_GIVEN INSTRUCTION_. Copy the rows without any change, from the line containing "Provide the polygon of every instance of the church." up to and including the last line of the rows.

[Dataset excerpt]

****

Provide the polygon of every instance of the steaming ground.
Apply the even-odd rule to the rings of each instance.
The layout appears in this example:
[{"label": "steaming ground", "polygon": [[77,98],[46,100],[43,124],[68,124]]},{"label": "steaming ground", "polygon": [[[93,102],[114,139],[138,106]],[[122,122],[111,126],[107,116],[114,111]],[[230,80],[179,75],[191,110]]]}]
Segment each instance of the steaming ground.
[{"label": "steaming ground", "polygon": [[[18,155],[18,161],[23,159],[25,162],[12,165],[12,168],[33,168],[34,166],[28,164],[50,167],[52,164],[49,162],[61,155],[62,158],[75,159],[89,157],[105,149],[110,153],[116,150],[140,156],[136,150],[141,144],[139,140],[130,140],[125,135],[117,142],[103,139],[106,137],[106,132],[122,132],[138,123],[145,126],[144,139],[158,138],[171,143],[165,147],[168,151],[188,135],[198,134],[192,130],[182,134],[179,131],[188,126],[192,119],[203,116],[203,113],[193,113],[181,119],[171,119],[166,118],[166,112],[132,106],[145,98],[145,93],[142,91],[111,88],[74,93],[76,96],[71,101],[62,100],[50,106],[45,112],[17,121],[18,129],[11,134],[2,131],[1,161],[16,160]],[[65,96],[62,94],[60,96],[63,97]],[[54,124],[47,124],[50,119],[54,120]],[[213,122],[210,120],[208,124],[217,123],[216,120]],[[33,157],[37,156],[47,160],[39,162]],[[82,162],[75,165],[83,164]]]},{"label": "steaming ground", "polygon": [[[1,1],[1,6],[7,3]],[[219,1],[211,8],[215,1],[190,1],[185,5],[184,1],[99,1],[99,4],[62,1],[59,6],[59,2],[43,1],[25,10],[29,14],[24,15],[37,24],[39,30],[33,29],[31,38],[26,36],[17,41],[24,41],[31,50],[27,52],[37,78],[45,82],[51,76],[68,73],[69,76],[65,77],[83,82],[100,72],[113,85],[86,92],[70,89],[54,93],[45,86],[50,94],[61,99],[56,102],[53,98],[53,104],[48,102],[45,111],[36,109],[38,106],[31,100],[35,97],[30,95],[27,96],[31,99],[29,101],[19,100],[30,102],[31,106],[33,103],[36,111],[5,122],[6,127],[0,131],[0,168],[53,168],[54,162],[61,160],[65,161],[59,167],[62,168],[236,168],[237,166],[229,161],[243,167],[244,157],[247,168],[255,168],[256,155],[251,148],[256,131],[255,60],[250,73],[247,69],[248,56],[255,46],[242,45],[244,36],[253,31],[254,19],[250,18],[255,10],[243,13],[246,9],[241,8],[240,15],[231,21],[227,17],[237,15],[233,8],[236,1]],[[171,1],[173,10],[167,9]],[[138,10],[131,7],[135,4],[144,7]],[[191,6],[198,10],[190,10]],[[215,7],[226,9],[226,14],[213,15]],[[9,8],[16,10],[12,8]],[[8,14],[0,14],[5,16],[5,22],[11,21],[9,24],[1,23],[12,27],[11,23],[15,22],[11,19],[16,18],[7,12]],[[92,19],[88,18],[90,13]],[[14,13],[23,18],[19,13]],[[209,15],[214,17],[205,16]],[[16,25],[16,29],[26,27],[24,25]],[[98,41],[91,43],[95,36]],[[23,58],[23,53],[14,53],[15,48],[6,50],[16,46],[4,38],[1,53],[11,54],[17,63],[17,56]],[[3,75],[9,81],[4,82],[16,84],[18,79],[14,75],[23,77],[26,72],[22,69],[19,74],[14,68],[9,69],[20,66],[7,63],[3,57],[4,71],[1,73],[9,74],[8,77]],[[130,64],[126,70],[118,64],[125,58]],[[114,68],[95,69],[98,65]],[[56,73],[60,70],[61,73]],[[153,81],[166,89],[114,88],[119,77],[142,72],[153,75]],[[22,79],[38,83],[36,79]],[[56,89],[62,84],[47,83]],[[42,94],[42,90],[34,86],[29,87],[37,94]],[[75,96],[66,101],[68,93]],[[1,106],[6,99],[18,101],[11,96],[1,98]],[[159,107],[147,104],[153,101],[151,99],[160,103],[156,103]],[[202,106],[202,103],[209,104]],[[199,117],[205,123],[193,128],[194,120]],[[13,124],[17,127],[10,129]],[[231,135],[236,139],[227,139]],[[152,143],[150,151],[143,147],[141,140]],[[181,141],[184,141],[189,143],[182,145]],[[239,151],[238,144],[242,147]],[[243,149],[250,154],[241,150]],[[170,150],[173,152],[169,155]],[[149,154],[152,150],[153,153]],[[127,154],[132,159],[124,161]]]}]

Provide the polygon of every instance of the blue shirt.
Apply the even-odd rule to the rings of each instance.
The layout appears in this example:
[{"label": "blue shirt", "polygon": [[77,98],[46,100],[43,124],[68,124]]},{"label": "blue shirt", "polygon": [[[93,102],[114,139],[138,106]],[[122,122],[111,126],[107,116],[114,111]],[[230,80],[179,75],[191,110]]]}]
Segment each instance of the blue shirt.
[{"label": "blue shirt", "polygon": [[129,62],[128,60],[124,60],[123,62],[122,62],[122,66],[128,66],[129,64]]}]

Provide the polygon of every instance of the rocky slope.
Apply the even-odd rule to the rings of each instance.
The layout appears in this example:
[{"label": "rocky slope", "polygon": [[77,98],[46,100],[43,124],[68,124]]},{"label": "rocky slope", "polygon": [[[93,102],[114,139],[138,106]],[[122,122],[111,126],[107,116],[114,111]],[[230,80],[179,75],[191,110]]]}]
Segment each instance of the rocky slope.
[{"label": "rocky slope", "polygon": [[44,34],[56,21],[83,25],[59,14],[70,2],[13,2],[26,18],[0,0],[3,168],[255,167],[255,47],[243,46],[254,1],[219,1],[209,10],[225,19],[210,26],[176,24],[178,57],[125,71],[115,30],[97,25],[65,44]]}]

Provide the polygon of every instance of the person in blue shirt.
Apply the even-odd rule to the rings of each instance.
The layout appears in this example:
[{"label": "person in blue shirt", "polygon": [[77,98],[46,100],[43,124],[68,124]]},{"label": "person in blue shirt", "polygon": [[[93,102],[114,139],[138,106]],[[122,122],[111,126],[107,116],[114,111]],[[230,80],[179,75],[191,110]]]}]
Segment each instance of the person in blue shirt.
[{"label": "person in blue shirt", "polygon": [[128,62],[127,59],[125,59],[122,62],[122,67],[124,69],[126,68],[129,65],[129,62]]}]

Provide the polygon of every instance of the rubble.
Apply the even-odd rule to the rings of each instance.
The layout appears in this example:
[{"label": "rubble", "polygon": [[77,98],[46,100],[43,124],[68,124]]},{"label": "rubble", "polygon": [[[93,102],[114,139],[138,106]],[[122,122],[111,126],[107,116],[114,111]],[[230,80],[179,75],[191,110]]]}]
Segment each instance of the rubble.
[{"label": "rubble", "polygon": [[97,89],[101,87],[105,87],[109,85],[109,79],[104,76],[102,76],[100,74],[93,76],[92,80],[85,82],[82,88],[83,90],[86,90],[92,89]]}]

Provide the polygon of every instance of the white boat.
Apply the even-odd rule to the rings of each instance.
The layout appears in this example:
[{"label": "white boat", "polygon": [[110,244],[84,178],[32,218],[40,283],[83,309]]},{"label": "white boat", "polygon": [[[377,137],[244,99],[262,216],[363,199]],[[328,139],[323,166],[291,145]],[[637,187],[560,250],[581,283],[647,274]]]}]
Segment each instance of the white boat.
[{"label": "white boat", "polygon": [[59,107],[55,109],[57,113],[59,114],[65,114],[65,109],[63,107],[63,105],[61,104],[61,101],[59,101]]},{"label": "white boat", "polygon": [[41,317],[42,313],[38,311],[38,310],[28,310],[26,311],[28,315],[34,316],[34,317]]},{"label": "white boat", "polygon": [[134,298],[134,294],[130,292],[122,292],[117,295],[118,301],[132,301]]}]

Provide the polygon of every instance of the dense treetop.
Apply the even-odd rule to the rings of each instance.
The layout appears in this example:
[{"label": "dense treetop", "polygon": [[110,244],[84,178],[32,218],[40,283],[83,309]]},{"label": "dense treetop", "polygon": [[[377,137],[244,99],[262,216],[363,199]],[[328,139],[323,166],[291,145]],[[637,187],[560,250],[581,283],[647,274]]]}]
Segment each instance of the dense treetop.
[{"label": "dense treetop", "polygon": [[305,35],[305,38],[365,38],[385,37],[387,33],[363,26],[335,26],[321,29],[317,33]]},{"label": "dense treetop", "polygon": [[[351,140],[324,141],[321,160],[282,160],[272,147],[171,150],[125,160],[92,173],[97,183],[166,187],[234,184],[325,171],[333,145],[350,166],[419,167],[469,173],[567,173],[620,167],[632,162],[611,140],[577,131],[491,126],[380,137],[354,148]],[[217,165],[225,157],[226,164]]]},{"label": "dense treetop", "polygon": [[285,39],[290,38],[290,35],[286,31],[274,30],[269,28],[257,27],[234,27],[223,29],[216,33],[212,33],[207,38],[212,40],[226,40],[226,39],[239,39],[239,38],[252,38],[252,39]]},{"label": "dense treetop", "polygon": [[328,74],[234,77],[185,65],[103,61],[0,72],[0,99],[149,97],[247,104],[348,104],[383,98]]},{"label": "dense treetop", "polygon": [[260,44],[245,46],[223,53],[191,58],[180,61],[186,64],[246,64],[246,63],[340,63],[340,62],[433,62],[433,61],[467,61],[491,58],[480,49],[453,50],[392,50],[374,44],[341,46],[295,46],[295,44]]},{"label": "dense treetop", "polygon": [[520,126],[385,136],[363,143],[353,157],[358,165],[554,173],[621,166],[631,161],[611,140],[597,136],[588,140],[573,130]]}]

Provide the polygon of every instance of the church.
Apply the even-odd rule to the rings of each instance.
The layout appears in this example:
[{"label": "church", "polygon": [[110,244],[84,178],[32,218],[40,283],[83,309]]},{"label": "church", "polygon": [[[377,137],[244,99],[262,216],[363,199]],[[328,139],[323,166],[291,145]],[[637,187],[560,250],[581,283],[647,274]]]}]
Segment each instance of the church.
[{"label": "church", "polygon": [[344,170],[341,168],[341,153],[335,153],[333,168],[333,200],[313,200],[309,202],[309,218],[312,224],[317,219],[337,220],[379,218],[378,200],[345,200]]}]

****

_SOLUTION BELOW_.
Provide the polygon of every instance of the church.
Apply the even-odd rule to the rings of each instance.
The layout appears in this example:
[{"label": "church", "polygon": [[110,244],[84,178],[32,218],[40,283],[83,309]]},{"label": "church", "polygon": [[[377,137],[244,99],[262,216],[363,199]],[[328,139],[323,166],[291,145]],[[637,187],[560,250],[581,283],[647,274]]]}]
Segment each instance of the church.
[{"label": "church", "polygon": [[344,170],[341,168],[341,153],[335,153],[333,168],[333,200],[313,200],[309,202],[309,218],[312,224],[317,219],[337,220],[379,218],[378,200],[345,200]]}]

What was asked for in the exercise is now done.